◆ **What you have to do**: Could you print every entry below exactly as given?

◆ **Input records**:

——————

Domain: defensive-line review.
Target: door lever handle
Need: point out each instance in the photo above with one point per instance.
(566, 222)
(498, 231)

——————

◆ **Answer area**:
Domain: defensive-line review.
Target: door lever handle
Need: point out each instance in the photo above with one point per instance.
(566, 222)
(498, 231)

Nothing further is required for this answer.